[Dataset items]
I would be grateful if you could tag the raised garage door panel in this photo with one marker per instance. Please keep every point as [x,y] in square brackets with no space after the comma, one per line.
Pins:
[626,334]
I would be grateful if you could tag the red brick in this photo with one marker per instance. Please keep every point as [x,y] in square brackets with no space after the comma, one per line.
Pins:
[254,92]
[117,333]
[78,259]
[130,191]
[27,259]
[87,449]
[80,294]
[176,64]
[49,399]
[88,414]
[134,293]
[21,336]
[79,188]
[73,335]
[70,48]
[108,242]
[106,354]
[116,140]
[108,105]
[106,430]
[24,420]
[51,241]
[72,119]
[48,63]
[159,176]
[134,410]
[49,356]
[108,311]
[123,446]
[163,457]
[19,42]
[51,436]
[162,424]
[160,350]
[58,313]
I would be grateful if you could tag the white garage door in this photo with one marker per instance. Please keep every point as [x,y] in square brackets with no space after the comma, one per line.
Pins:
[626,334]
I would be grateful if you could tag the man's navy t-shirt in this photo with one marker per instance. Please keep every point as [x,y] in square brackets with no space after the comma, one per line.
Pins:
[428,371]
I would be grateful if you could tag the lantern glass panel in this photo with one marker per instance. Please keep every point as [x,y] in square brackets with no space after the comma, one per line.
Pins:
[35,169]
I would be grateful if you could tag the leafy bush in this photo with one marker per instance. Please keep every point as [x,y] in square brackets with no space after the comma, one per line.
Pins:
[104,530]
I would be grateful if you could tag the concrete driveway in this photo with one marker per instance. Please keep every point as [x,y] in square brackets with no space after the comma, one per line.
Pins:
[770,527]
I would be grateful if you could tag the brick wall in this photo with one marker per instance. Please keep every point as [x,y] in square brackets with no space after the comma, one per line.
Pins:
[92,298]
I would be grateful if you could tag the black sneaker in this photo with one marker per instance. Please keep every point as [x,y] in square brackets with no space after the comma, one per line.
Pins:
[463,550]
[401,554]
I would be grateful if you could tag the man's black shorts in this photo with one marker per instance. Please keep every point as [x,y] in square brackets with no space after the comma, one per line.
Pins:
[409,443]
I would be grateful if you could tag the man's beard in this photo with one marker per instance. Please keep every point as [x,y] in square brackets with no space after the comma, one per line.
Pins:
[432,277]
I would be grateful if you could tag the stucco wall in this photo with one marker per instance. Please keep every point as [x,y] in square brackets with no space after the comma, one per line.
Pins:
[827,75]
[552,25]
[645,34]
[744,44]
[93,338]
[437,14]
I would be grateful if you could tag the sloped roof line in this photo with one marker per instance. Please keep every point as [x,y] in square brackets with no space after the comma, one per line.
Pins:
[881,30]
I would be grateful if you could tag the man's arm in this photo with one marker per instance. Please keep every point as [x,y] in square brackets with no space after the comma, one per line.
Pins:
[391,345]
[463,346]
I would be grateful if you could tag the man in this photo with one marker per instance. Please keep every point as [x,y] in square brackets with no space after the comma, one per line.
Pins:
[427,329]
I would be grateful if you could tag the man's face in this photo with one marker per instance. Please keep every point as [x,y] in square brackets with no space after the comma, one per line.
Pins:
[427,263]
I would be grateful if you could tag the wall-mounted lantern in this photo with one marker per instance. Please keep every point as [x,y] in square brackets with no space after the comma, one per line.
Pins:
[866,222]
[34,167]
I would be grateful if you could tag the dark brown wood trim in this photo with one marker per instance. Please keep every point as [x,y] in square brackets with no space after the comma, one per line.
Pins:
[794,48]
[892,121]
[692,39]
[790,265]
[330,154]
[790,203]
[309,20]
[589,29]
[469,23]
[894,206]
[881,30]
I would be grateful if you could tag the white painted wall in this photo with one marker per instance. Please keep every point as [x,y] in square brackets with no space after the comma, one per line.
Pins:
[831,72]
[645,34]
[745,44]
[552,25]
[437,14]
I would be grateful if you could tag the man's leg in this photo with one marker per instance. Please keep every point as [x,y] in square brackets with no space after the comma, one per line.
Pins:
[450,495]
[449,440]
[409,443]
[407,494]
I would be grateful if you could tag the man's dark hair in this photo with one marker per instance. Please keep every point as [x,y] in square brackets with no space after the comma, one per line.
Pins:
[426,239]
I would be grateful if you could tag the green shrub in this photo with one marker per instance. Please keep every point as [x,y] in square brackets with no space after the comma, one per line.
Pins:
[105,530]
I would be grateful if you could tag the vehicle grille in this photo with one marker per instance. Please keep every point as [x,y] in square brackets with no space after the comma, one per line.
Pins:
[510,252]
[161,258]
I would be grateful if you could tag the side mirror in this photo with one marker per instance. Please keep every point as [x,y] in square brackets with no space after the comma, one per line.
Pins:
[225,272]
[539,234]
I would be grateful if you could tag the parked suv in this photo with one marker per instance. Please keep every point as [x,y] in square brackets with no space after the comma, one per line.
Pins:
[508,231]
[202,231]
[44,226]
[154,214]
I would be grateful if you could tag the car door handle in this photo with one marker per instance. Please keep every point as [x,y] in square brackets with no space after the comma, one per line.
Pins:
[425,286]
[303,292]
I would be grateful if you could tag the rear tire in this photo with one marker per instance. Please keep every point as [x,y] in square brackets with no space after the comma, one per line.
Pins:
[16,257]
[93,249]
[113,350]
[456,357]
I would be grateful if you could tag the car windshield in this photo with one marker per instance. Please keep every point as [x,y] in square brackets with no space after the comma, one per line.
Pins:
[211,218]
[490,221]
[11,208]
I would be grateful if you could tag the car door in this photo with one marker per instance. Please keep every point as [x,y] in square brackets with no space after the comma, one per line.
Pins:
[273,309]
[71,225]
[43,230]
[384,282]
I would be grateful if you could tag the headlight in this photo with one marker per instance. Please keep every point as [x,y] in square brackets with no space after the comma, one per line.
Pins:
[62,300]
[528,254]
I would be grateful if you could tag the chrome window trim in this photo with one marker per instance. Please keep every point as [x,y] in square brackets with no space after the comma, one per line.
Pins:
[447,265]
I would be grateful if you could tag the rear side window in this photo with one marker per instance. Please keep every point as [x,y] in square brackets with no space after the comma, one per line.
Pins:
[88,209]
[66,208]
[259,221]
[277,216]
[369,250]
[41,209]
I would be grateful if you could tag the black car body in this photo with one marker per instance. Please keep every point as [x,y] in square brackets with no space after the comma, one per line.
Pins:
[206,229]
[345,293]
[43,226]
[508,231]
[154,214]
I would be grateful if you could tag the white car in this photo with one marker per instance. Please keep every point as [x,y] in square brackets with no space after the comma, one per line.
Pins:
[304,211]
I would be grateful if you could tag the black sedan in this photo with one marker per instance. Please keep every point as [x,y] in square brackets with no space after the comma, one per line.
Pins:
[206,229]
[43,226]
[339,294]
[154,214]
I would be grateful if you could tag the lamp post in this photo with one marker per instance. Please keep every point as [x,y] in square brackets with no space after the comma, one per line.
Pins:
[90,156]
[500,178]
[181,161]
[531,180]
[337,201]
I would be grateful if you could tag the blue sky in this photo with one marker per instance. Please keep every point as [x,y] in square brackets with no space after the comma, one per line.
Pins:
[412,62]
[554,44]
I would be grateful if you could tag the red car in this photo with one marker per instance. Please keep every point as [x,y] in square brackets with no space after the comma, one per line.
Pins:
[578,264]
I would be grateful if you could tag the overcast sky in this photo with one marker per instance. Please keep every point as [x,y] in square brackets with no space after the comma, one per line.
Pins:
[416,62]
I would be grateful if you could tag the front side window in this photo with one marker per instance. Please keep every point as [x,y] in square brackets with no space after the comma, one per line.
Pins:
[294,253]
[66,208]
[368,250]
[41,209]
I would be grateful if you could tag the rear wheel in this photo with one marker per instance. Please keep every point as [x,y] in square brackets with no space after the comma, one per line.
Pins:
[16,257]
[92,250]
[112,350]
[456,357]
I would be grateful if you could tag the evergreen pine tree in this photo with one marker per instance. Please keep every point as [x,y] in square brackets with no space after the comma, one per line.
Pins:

## EXERCISE GOAL
Find how many of the lines above have the word "rear" in them. State only that number.

## ANSWER FOR THIS EXERCISE
3